-- TAREAS POR REALIZAR --
[1] Copia sin cambios el fragmento del texto sobre la militarización en México que comienza en las palabras "Por tanto, de" y termina después de "a su integridad.".
[2] Escribe la continuación del texto sobre la militarización en México a partir de su última oración.

-- TEXTO MOSTRADO --

>>>>

15/08/22
Justo en el cuarto año de la presidencia del presidente Andrés Manuel López Obrador se plantea la virtual consolidación de que se entregue a la Secretaría de la Defensa Nacional (Sedena) la administración total de la Guardia Nacional, prevista para el próximo 16 de septiembre, durante la ceremonia militar en conmemoración de la independencia. La diversificación profesional del Ejército mexicano o bien la militarización del país es cada vez inminente, analicémoslo...
De acuerdo con el libro “The Militarization of U. S. Domestic Policing” de los autores Hall y Coyne la militarización puede ser de dos tipos: a) Directa, cuando fuerzas militares son desplegadas para participar en labores de control interno; y b) Indirecta, la cual se asocia a marcos institucionales en los que las policías civiles adquieren de manera paulatina características militares, entre las que están estrategias de armamento y táctica.
Por tanto, de acuerdo con lo anterior, la militarización no se refiere a quiénes realizan funciones de seguridad pública, sino también a cómo se hace. En este sentido, autores como Muzzopappa, Morales Rosas, Pérez Ricart y Shaw enfatizan que la militarización es un proceso en el que confluye la presencia de militares en tareas ajenas a la defensa nacional con el empleo de niveles de fuerza que corresponderían a una respuesta armada del Estado ante una amenaza a su integridad.
Con la llegada de López Obrador al poder Ejecutivo, las atribuciones que se le han otorgado a la Sedena y la Semar en materia de seguridad, obra pública y puertos bajo el argumento de erradicar la corrupción, han encendido focos rojos. Esto, más que militarización, representa otro fenómeno: militarismo.

<<<<

-- MATERIAL PROPORCIONADO --
>>>>

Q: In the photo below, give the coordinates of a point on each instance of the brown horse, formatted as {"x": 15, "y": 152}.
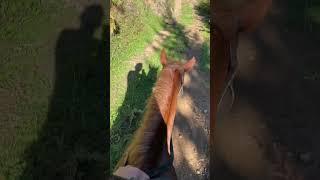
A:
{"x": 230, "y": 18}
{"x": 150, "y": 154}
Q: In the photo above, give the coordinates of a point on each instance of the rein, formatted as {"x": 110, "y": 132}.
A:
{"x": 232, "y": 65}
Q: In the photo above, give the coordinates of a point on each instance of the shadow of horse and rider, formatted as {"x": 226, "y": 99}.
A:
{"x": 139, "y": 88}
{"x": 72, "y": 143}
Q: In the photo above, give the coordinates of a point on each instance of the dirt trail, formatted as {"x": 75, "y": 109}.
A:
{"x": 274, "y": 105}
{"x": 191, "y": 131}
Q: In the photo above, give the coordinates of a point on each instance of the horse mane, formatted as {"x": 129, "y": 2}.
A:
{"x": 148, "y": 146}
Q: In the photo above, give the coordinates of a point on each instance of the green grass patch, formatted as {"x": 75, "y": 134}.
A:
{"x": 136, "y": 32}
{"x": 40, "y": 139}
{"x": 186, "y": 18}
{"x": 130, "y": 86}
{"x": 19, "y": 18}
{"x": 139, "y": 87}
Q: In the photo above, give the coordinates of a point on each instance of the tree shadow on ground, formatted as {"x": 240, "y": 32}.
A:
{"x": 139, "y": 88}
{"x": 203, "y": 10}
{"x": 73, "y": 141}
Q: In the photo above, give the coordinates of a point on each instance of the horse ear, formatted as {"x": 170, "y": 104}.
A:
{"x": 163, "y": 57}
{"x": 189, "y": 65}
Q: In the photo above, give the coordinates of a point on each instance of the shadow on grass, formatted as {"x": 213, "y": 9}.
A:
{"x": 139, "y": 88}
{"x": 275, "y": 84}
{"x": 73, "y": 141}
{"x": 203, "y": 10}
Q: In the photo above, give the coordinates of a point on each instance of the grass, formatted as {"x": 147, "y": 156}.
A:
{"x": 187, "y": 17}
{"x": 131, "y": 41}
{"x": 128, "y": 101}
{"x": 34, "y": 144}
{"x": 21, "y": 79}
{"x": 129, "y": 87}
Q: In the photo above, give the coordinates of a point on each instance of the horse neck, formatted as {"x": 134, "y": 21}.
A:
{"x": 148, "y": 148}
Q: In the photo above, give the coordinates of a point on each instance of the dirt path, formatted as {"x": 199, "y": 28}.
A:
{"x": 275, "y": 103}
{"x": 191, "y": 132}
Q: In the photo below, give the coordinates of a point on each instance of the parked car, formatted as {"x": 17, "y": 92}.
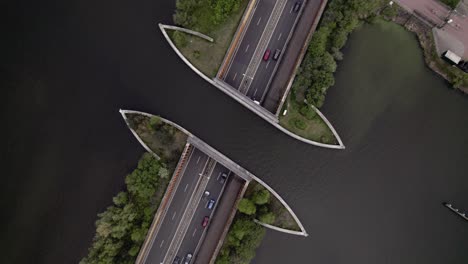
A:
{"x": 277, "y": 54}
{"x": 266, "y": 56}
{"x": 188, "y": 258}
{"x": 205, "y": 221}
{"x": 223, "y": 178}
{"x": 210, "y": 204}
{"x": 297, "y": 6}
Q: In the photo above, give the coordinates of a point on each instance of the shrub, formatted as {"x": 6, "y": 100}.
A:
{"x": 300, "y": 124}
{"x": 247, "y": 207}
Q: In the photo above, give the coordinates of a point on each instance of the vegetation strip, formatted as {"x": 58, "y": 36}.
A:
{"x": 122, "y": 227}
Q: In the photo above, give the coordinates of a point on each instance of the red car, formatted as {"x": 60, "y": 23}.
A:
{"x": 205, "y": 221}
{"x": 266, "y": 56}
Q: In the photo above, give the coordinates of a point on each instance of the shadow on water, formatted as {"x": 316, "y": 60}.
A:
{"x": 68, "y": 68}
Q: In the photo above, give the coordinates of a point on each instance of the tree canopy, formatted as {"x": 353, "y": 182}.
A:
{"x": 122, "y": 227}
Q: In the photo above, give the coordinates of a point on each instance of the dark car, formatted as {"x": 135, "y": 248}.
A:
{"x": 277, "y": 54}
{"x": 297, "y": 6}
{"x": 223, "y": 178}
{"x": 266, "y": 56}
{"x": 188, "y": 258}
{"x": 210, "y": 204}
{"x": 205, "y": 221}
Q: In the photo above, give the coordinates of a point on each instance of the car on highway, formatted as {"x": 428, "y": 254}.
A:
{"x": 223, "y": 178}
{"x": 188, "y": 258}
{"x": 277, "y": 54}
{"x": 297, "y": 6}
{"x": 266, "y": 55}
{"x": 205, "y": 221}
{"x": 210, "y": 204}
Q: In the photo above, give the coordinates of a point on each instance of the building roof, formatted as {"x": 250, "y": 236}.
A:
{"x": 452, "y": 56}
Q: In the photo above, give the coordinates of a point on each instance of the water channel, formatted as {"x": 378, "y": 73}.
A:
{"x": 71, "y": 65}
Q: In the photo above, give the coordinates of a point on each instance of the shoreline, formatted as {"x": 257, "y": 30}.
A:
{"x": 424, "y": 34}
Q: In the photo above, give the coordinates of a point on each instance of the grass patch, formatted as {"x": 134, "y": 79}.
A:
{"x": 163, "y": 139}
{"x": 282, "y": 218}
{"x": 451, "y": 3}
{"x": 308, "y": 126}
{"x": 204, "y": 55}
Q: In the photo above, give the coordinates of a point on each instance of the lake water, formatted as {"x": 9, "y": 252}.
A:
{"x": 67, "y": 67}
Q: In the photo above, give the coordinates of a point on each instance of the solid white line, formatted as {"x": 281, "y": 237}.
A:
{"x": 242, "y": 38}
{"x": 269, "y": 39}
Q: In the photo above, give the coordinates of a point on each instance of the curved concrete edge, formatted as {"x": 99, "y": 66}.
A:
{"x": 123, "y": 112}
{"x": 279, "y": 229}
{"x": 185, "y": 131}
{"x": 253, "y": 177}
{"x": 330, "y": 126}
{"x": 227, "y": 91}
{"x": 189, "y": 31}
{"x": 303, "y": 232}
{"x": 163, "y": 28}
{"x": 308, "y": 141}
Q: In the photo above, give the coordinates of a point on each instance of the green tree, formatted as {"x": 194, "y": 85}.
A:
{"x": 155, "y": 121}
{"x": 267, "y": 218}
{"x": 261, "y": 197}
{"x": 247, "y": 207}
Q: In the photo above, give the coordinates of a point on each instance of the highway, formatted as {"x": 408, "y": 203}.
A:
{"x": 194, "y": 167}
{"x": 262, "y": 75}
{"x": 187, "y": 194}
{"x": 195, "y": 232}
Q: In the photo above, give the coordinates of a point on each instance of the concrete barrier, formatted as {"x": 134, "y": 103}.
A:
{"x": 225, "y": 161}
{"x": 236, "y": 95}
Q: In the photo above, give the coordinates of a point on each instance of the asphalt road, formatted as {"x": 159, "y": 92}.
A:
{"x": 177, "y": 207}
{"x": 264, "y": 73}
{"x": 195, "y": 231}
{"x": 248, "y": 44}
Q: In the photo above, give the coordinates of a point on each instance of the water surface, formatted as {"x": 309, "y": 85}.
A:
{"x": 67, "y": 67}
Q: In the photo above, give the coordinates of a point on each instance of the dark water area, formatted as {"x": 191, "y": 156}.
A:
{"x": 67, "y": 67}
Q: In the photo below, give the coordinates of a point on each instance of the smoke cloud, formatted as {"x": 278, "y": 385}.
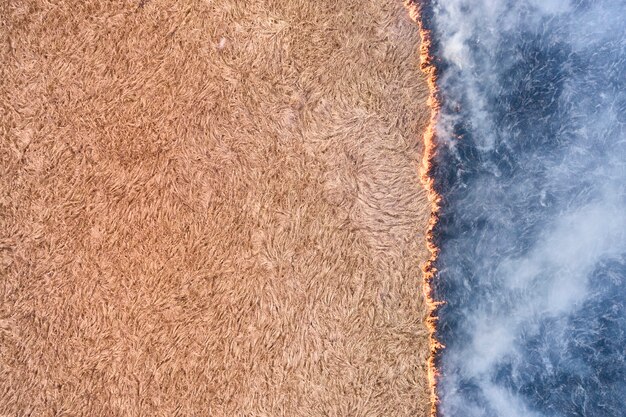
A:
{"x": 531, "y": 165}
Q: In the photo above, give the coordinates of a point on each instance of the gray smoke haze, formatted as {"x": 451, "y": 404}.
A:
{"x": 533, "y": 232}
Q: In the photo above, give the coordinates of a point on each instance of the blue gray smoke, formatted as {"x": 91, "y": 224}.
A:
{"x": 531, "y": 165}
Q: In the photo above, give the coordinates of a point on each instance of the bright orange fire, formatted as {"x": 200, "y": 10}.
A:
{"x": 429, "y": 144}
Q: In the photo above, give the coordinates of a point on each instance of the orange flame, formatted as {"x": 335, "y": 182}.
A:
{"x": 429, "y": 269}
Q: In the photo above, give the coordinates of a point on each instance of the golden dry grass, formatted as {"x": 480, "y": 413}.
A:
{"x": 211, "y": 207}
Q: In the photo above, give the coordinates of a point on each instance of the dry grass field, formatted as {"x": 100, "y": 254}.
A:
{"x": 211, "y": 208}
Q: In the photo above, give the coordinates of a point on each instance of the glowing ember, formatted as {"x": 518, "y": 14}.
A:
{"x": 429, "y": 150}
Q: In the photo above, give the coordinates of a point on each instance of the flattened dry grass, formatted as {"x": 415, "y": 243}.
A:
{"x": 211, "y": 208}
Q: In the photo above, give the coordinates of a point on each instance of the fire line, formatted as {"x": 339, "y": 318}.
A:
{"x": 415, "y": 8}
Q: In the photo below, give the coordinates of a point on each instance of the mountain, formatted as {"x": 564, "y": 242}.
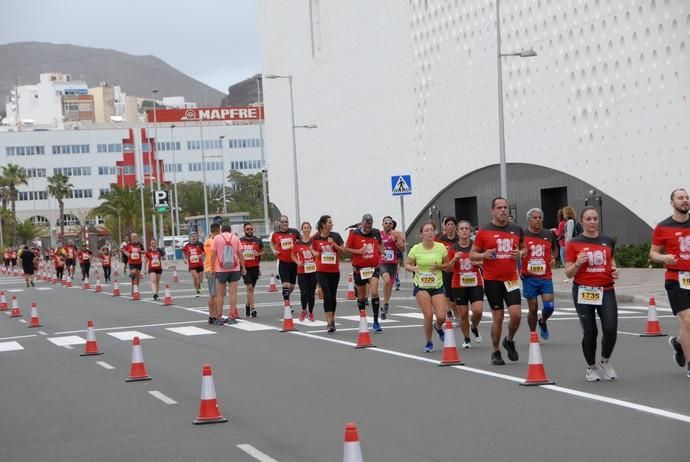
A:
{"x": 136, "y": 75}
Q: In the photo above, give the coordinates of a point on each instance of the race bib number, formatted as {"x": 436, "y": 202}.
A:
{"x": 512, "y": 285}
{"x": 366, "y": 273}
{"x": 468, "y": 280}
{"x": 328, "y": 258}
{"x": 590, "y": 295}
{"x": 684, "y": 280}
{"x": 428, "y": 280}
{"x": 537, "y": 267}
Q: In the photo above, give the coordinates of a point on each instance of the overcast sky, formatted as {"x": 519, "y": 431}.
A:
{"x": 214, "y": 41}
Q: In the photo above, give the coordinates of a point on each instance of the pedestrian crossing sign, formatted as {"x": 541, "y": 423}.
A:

<<<<

-- RESPUESTAS NUMERADAS --
[1]
Por tanto, de acuerdo con lo anterior, la militarización no se refiere a quiénes realizan funciones de seguridad pública, sino también a cómo se hace. En este sentido, autores como Muzzopappa, Morales Rosas, Pérez Ricart y Shaw enfatizan que la militarización es un proceso en el que confluye la presencia de militares en tareas ajenas a la defensa nacional con el empleo de niveles de fuerza que corresponderían a una respuesta armada del Estado ante una amenaza a su integridad.

[2]
Así que es relevante entender la militarización como un proceso mediante el cual diversos ámbitos de las funciones primordiales del Estado adquieren lógicas militares, los problemas se observan desde una perspectiva de amenaza o enemigo y se recurre a las dinámicas bélicas para solucionarlos.
Es difícil limpiar de manchas el ayer. Mejor enunciarlo así: todo presente puede sorprendernos con un peor rostro. Ahora temo echar de menos los tiempos en que alertábamos de la falta de preparación policiaca de los militares metidos a tareas de seguridad pública.
Se extrañan, por así decirlo, las discusiones sobre los derechos humanos y los preceptos constitucionales que se están violentando. O se extraña que esas discusiones fueran el único eje.
Hoy la sociedad mexicana constata con pasmo que no es necesario un golpe de Estado ni un temible magnicidio para que los militares gobiernen. Ya no parece requisito que los generales hagan a un lado al presidente, a los gobernadores electos o a los legisladores. Les basta con apropiarse, por la vía de acuerdos y de las instituciones gubernamentales.
México es un país con una fuerza militar de 319 mil soldados y creciendo. Como en todos lados y en todos los tiempos, esta fuerza compone un agente a la vez necesario y temible para el sistema político.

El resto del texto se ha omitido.